Records to use —
********************
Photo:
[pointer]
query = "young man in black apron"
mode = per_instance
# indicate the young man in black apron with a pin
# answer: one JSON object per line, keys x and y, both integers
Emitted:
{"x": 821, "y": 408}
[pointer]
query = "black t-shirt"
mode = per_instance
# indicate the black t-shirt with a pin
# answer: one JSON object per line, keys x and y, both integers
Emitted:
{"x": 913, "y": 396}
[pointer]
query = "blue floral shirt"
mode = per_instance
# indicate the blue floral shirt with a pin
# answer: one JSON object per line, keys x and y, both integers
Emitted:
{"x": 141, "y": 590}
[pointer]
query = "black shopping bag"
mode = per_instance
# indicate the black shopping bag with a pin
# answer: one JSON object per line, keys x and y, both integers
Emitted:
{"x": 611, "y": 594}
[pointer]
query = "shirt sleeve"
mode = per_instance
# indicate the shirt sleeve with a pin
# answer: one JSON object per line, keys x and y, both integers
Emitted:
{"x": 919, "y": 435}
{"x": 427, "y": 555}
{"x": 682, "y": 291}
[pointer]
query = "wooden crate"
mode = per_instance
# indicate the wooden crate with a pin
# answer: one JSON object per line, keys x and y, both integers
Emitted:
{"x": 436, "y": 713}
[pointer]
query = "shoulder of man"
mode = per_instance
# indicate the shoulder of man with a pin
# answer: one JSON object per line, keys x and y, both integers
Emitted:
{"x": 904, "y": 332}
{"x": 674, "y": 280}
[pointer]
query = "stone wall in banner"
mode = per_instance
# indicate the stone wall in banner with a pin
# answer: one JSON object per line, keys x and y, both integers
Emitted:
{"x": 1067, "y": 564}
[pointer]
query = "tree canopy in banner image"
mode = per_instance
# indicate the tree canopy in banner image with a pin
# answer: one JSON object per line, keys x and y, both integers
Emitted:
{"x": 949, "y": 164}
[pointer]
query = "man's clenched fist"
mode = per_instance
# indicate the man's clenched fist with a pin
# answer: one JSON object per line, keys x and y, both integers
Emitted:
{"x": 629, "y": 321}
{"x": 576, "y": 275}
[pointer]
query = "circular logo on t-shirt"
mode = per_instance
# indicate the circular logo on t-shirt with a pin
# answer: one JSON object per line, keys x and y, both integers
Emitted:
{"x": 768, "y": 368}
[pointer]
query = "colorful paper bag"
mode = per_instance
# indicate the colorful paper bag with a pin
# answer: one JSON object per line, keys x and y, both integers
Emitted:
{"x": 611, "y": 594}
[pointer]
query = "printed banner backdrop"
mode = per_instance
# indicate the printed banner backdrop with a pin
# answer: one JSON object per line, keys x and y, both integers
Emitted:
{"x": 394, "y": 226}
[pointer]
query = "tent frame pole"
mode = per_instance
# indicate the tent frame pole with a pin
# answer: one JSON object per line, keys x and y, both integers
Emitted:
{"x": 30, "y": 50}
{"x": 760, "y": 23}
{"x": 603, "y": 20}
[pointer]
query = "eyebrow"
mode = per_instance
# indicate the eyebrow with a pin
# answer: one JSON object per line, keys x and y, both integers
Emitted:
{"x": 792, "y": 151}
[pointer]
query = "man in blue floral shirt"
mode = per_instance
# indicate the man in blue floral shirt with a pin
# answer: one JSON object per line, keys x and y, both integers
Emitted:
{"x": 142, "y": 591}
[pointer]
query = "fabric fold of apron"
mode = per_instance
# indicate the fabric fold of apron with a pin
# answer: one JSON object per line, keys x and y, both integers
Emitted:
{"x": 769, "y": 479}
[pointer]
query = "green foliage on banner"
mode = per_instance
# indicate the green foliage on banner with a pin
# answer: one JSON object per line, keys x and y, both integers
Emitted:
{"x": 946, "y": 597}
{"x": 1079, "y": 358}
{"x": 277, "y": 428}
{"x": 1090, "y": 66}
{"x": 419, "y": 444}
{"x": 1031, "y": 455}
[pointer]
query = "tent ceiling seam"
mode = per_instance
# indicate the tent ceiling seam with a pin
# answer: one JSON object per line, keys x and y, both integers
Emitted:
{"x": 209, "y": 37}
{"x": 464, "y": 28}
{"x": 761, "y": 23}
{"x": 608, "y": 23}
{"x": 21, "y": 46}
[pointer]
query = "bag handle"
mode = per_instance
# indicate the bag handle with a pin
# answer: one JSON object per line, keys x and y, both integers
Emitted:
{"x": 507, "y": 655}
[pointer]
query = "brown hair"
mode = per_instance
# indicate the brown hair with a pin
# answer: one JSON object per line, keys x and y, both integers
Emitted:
********************
Objective — Give the material above again, word for word.

Exercise solution —
Photo:
[pointer]
query = "young man in black apron"
mode = per_instance
# indicate the young man in black apron with a pin
# answer: one JSON object per line, keys x and y, both integers
Emitted:
{"x": 821, "y": 408}
[pointer]
query = "black t-shirt"
mode = per_instance
# indicate the black t-shirt with a pin
# answer: one JSON object per line, keys x and y, both integers
Emitted:
{"x": 913, "y": 396}
[pointer]
query = "blue floral shirt"
mode = per_instance
# indicate the blue floral shirt with a pin
# answer: one JSON object per line, keys x and y, both integers
Emitted:
{"x": 141, "y": 590}
[pointer]
query = "black shopping bag"
mode = per_instance
# indicate the black shopping bag with a pin
# answer: one JSON object per line, keys x and y, both integers
Emitted:
{"x": 611, "y": 594}
[pointer]
query = "shirt sleeve"
mode = per_instance
# indicate the shirt sleeve with a pin
# answer: one JSON object per line, keys x and y, both integers
Emitted:
{"x": 919, "y": 435}
{"x": 427, "y": 555}
{"x": 682, "y": 291}
[pointer]
query = "wooden crate"
mode = per_instance
# indicate the wooden crate with a pin
# answer: one JSON object per line, keys x and y, both integers
Emitted:
{"x": 436, "y": 713}
[pointer]
query = "shoulder of man"
mode = per_instance
# indicate the shoulder of man with a pin
# answer: one JSON object per line, keys x and y, both integers
Emitted:
{"x": 904, "y": 332}
{"x": 674, "y": 280}
[pointer]
query = "stone wall in banner"
mode = per_instance
# indicate the stone wall in banner with a pin
# answer: one JSON object per line, keys x and y, both integers
Emitted:
{"x": 1067, "y": 564}
[pointer]
query = "tree canopy in banner image"
mode = per_instance
# indicate the tree canopy in banner image with a pin
# answer: one JSON object per line, keys x and y, both integers
Emitted:
{"x": 949, "y": 164}
[pointer]
query = "man's clenched fist"
mode = per_instance
# indicate the man's clenched fist with a pin
# answer: one JSON object per line, keys x and y, both integers
Emitted:
{"x": 629, "y": 321}
{"x": 576, "y": 275}
[pointer]
query = "circular logo on t-shirt"
mode = per_instance
# indicate the circular logo on t-shirt with a pin
# answer: one JSON object per line, keys x and y, both integers
Emitted:
{"x": 768, "y": 368}
[pointer]
query = "colorful paper bag"
mode = per_instance
# indicate the colorful paper bag with a pin
# answer: one JSON object per line, keys x and y, both integers
Emitted:
{"x": 611, "y": 594}
[pointer]
query = "printed banner backdrop"
mode = per_instance
# indicate the printed banner backdrop with a pin
# answer: one JSON object per line, keys x and y, both integers
Emitted:
{"x": 394, "y": 226}
[pointer]
query = "tent frame pole"
mode = per_instance
# indicate the tent frame pole with a pin
# answer: one JSON object per line, keys x and y, both integers
Emitted:
{"x": 30, "y": 50}
{"x": 760, "y": 23}
{"x": 603, "y": 20}
[pointer]
query = "eyebrow"
mode = per_instance
# indicate the eyebrow with a pin
# answer: one JSON object per line, keys x and y, both integers
Emitted:
{"x": 792, "y": 151}
[pointer]
query = "man in blue floral shirt"
mode = per_instance
# indicate the man in blue floral shirt with a pin
# answer: one JSON object per line, keys x and y, both integers
Emitted:
{"x": 142, "y": 591}
[pointer]
query = "fabric fold of apron"
mode = per_instance
# indicate the fabric fold of apron with a pin
# answer: one JSON object per line, keys x and y, both integers
Emitted:
{"x": 769, "y": 479}
[pointer]
query = "green foliage on banner"
mode = per_instance
# indicate the green foliage on banner with a pin
# answer: one JSON object per line, keys x and y, both integers
Emitted:
{"x": 946, "y": 597}
{"x": 1079, "y": 358}
{"x": 277, "y": 428}
{"x": 1090, "y": 66}
{"x": 419, "y": 444}
{"x": 1031, "y": 455}
[pointer]
query = "tent ceiling seam"
mode = per_instance
# indicate the tent ceiling seam with a pin
# answer: one JSON object per line, keys x and y, both integers
Emitted:
{"x": 209, "y": 37}
{"x": 464, "y": 28}
{"x": 761, "y": 23}
{"x": 608, "y": 23}
{"x": 21, "y": 46}
[pointer]
query = "bag handle"
mode = per_instance
# indicate the bag handle with a pin
# answer: one JSON object per line, keys x and y, both integers
Emitted:
{"x": 507, "y": 655}
[pointer]
query = "brown hair"
mode = per_instance
# indicate the brown hair with a pin
# answer: one JSON object per line, keys x and y, both integers
Emitted:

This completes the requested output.